Change every "positive clicks" in the records below to "foreground clicks", keeping everything else identical.

--- INFORMATION Enclosed Below ---

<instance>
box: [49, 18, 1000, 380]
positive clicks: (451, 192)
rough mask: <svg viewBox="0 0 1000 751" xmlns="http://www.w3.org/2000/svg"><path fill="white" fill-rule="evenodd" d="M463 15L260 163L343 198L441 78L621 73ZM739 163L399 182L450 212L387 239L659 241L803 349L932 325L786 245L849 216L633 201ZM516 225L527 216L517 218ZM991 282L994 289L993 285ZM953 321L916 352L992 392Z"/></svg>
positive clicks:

--- End of Enclosed INFORMATION ---

- _SOLUTION BELOW_
<instance>
box: [49, 18, 1000, 380]
foreground clicks: (451, 192)
rough mask: <svg viewBox="0 0 1000 751" xmlns="http://www.w3.org/2000/svg"><path fill="white" fill-rule="evenodd" d="M463 15L260 163L343 198L441 78L621 73ZM739 163L399 182L450 212L387 239L659 241L803 349L932 325L786 245L849 216L633 201ZM516 225L527 216L517 218ZM991 282L994 289L993 285ZM953 321L916 352L992 392Z"/></svg>
foreground clicks:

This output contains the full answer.